+++ EXCERPT

Every once and a while, I’d try a bit of a scallop, which I’ve come to like — it’s really more fish than creature-in-shell. I’d eat a fried clam, which tastes of whatever it is fried in. It isn’t a preferred option, but I wouldn’t starve if it were the last food on earth. At the epically delectable Komi, in the spring, the best meal I’ve ever had, I tried an oyster. Bad choice. I almost spit it out. It tasted like brackish consommé, and the jelly texture made me squirm.

Another IFAer, though, convinced me to go for mussels. I couldn’t recall ever trying them — so averse was I to clams and oysters. And I agreed. In my negotiated form of vegetarianism, for one, mussels are exempt. (They really do seem closer to a radish than to a fish.) Plus, he promised they were good.

So, to Granville Moore’s. To be honest, before the mussel excursion, I was nervous. I spent all day Googling to figure out what they would taste like, and what kind of mouth-feel I could expect. The best description, the one which made me even a bit excited for them, was that they were like the “mushrooms of the sea,” with a faint, woody, briny taste, a slightly chewy but firm texture, and a delicious propensity to take on the flavor of their cooking liquid.

Confronted with a plate of them in a warm bath of wine and butter, I tried with gusto.

++++++

:: ASSIGNED TASK 1 ::
In the passage on trying mussels, what did the oyster at Komi taste like?
:: ASSIGNED TASK 2 ::
Retype the passage on trying mussels word for word, starting with "Another IFAer, though, convinced" and going on through "they were good.".

+++ EXTRACTED DATA

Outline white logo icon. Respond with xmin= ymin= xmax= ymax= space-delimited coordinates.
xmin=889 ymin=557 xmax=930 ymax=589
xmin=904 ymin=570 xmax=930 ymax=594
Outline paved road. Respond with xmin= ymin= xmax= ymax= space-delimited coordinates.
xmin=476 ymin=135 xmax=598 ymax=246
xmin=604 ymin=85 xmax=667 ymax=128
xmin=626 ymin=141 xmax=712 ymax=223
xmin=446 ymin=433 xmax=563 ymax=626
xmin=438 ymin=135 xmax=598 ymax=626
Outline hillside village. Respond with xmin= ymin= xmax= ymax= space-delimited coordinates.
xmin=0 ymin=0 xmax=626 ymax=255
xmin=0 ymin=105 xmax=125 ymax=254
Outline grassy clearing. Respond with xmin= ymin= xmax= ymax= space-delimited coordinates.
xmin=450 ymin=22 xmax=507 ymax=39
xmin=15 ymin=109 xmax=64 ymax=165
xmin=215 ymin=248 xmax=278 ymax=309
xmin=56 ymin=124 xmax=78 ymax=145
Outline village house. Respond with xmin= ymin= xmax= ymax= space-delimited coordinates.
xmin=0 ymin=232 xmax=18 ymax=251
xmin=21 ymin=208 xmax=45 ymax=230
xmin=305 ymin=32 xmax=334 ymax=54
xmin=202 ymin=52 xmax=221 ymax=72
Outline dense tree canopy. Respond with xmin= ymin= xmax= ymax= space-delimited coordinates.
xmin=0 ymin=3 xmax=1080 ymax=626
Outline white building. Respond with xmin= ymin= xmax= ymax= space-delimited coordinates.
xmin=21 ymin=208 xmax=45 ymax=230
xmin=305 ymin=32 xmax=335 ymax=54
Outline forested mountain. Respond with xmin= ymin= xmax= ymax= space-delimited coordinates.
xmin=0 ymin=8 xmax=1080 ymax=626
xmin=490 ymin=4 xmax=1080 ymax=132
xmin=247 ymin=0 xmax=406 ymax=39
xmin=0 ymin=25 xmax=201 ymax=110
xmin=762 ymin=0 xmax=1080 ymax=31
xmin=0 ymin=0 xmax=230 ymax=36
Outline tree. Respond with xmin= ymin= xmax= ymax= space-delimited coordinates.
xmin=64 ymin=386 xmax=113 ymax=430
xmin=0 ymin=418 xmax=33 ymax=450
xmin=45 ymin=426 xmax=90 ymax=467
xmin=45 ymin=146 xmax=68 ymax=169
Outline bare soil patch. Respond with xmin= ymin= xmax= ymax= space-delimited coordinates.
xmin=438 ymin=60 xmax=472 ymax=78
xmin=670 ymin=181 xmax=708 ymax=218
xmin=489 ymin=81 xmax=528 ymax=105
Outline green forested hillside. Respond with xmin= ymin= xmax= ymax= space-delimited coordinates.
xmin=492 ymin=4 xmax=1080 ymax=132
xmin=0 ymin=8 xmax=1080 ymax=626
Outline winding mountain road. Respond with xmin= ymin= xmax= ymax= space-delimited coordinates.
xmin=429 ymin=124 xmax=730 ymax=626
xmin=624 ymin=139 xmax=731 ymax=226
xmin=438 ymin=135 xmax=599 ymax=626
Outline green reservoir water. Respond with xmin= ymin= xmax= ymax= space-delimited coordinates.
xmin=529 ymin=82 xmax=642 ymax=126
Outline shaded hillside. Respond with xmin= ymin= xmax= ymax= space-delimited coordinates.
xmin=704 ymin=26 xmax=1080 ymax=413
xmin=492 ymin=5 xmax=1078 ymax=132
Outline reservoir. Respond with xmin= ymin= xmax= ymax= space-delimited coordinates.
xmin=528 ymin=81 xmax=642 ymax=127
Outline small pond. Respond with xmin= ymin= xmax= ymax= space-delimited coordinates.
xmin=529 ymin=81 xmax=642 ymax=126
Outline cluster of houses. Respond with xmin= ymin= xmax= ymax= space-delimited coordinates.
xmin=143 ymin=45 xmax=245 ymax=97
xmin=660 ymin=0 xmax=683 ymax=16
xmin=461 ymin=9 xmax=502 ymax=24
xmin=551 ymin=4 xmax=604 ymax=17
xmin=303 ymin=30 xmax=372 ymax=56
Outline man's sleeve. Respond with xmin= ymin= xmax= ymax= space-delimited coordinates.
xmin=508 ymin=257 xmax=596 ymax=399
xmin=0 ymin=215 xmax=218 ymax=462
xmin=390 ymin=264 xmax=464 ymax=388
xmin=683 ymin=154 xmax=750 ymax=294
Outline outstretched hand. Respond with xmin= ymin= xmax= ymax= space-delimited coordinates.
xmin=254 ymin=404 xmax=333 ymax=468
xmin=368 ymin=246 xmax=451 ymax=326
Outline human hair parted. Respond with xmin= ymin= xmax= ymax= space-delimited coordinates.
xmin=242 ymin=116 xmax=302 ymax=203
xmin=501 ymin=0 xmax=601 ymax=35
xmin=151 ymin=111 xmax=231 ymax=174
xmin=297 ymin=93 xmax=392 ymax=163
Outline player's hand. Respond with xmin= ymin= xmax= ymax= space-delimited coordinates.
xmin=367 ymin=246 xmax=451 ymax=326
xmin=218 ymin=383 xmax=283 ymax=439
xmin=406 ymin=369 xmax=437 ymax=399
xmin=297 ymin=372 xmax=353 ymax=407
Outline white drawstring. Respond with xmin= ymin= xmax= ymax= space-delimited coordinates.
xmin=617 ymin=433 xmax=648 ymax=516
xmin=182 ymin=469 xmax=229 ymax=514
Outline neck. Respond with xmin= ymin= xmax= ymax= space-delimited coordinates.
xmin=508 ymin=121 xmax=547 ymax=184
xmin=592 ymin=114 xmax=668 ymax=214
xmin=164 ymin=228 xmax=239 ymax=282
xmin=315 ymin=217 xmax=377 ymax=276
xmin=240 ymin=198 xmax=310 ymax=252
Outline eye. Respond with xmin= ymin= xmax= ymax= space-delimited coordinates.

++++++

:: ANSWER SPACE 1 ::
It tasted like brackish consommé.

:: ANSWER SPACE 2 ::
Another IFAer, though, convinced me to go for mussels. I couldn’t recall ever trying them — so averse was I to clams and oysters. And I agreed. In my negotiated form of vegetarianism, for one, mussels are exempt. (They really do seem closer to a radish than to a fish.) Plus, he promised they were good.